EXERCISE DETAILS | Give back the data exactly, with no images.

SUPPLIED ENTRIES |
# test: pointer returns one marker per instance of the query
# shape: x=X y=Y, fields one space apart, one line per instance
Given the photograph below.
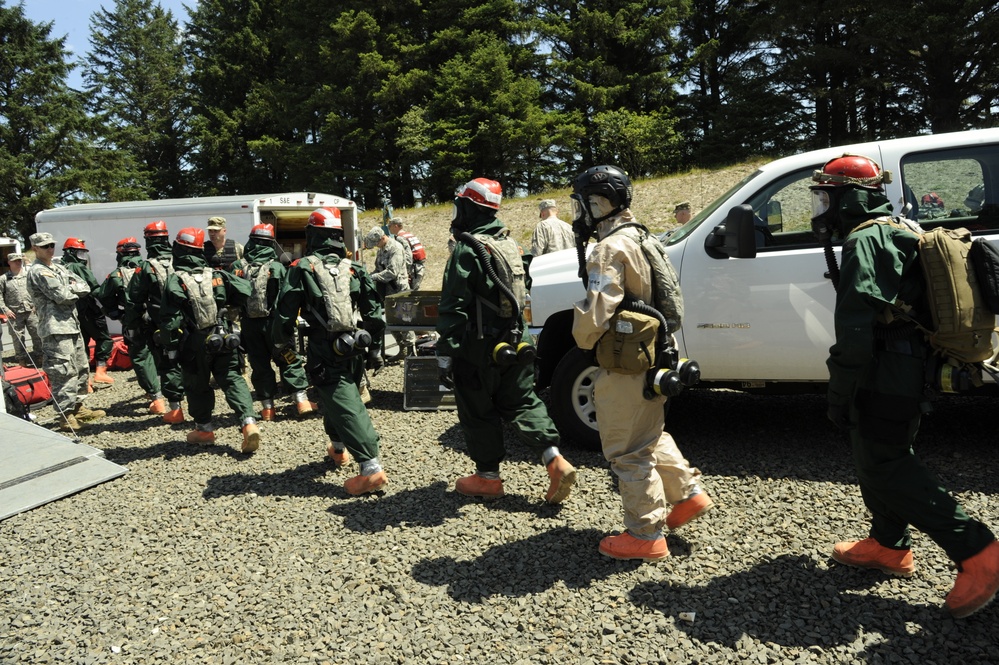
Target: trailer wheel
x=572 y=400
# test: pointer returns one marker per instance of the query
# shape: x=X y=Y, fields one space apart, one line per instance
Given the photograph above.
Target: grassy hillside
x=653 y=204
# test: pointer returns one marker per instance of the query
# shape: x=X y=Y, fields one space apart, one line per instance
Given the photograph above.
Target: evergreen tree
x=136 y=90
x=44 y=152
x=611 y=56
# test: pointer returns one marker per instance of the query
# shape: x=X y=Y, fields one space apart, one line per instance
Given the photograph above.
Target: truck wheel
x=572 y=400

REPLY TO THE EXERCISE |
# test: pointer returns one marker per instance of the query
# shape: x=X y=Y, fields one space apart, one line per instance
Given the photograph below.
Target: trailer wheel
x=572 y=400
# test: pointer returns one marker per instance of the query
# shape: x=X y=Y, fields one space apart, one line per instance
Given the photograph above.
Target: grassy hillside
x=653 y=204
# test: pointer returns one marker per instance of the query
# shape: x=X y=Y, fields one space apart, one line per instance
Given the photograph above.
Target: evergreen tree
x=136 y=90
x=44 y=152
x=611 y=56
# test: pointer returns one marker per instance of the query
# shape: x=X y=Y, fields one space apart, one line per instance
Given the photograph above.
Target: truck wheel
x=572 y=400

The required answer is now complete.